Requirement: Please count the lines in the records below that contain the string "candle", with uppercase and lowercase treated as different. Reply with that number alone.

-------- Exercise materials

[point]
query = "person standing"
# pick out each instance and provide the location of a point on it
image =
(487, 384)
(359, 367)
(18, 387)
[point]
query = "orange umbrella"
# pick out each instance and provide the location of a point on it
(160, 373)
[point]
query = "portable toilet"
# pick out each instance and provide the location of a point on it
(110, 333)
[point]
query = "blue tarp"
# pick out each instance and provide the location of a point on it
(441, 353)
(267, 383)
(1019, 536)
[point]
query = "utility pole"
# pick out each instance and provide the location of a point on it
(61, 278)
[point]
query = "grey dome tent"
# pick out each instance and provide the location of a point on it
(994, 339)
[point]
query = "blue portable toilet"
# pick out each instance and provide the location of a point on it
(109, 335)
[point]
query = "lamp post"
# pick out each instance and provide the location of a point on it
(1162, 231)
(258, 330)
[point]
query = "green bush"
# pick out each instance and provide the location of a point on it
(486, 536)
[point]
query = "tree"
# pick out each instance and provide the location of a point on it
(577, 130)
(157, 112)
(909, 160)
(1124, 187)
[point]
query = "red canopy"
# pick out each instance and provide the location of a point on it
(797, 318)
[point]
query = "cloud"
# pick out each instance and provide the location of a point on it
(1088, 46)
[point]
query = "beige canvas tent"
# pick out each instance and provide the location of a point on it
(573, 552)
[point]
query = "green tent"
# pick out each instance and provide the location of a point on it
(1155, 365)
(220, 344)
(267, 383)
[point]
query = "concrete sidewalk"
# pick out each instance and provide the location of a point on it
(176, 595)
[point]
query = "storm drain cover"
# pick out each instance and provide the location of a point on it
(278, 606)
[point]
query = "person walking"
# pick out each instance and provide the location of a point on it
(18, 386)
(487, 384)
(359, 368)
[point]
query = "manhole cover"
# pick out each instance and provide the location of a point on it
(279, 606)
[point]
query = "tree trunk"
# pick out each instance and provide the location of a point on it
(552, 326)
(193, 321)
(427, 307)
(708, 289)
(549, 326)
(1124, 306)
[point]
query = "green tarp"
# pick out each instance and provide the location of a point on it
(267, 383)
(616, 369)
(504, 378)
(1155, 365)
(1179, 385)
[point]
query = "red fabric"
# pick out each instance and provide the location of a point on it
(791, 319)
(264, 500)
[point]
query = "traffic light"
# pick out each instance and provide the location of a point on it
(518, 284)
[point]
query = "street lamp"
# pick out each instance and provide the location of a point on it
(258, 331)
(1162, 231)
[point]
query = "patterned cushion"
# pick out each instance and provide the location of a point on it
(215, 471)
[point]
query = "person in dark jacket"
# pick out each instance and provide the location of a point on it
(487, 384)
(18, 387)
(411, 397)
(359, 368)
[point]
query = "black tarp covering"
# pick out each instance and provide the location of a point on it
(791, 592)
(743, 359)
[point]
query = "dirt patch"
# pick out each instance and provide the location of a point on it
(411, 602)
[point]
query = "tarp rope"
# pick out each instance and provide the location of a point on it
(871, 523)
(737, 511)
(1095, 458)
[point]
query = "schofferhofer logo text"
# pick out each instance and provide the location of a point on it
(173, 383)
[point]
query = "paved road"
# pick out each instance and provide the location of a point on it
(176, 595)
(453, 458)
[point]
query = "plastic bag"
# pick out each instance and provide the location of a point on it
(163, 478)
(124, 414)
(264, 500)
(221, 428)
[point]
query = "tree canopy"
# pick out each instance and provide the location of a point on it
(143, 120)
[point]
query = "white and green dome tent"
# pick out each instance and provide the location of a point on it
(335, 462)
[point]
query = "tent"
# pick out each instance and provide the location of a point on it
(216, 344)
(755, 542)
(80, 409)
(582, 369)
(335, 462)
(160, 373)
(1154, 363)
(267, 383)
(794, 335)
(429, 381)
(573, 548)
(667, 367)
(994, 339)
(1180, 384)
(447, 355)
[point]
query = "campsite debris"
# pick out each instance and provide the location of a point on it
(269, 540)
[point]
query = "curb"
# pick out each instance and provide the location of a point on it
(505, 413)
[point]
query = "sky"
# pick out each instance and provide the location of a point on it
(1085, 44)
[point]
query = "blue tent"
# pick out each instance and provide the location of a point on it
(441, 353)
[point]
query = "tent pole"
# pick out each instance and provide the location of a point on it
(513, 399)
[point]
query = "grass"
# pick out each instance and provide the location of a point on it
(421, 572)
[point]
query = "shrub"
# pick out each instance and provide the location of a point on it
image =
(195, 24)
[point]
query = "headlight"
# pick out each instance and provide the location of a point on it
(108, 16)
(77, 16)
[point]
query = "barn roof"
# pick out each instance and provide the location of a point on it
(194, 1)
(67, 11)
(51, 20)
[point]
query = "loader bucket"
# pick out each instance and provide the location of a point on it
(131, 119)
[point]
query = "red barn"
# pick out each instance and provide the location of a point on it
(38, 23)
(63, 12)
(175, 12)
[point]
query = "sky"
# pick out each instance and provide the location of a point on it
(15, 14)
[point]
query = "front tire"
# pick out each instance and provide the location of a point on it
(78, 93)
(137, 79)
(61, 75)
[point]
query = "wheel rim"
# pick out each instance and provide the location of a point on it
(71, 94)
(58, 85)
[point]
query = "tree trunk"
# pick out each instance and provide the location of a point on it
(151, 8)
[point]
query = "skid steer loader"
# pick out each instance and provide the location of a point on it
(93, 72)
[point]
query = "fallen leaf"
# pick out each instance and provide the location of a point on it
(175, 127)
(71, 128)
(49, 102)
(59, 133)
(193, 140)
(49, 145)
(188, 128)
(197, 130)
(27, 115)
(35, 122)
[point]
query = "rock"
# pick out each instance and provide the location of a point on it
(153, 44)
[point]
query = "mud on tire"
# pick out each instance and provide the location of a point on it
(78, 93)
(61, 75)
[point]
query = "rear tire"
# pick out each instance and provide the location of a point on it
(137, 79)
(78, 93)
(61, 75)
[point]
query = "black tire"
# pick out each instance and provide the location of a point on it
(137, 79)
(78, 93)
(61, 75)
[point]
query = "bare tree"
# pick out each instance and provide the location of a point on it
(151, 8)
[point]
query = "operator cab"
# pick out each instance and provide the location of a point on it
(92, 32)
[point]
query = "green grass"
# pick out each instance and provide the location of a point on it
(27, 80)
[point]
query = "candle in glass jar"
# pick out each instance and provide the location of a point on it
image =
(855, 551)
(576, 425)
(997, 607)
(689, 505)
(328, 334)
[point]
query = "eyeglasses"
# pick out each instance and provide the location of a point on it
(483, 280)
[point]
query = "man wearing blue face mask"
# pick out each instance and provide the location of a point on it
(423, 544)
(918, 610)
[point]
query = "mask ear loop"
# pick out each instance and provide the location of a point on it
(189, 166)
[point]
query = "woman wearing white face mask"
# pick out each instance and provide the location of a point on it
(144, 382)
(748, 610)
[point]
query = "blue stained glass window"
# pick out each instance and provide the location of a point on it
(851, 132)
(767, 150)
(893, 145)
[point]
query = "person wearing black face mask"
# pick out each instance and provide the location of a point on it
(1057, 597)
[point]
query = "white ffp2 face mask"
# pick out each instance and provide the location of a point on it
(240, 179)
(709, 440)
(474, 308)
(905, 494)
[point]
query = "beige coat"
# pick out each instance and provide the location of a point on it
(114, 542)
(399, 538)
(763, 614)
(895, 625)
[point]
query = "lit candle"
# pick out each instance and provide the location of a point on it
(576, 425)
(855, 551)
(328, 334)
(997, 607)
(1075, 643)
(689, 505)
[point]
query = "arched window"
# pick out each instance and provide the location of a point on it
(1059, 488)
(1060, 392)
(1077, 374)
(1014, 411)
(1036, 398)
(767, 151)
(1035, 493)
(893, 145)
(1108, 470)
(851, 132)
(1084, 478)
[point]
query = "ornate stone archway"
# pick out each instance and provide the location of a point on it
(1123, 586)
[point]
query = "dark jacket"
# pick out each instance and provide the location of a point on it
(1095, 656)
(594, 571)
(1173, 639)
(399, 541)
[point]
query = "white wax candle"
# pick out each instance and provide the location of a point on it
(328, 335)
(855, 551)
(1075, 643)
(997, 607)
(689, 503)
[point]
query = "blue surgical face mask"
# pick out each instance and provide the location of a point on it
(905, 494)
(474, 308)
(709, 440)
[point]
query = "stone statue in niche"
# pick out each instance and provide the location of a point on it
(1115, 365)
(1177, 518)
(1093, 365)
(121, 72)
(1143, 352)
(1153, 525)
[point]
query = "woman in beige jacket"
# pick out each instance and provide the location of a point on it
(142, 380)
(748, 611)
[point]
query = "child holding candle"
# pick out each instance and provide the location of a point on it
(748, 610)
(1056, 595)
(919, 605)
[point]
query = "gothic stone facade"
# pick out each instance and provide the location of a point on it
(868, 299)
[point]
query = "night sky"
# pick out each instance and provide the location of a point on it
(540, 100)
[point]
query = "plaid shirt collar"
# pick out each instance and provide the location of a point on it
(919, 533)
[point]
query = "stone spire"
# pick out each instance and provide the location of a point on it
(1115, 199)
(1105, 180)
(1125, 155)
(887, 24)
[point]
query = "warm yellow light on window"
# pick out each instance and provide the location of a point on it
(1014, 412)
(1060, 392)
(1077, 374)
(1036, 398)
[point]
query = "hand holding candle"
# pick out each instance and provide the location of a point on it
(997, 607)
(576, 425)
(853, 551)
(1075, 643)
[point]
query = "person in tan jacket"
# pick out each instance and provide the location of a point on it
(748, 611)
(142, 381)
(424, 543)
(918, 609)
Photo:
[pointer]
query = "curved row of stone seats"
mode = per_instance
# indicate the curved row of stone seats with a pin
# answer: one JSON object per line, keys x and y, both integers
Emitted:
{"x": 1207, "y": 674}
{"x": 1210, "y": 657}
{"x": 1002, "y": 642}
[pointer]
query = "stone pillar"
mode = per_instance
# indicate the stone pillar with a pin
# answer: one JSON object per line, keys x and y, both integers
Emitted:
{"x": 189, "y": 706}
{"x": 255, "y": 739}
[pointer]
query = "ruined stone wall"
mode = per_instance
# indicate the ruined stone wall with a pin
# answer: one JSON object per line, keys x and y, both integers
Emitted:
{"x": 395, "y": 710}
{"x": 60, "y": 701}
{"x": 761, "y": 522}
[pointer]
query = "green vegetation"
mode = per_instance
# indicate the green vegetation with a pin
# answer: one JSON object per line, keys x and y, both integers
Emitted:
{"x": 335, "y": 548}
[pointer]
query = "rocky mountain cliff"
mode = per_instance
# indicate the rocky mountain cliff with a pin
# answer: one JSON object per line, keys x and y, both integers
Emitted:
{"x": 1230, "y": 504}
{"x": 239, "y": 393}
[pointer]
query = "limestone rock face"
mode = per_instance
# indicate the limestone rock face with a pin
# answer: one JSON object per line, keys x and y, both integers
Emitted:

----------------

Final answer: 5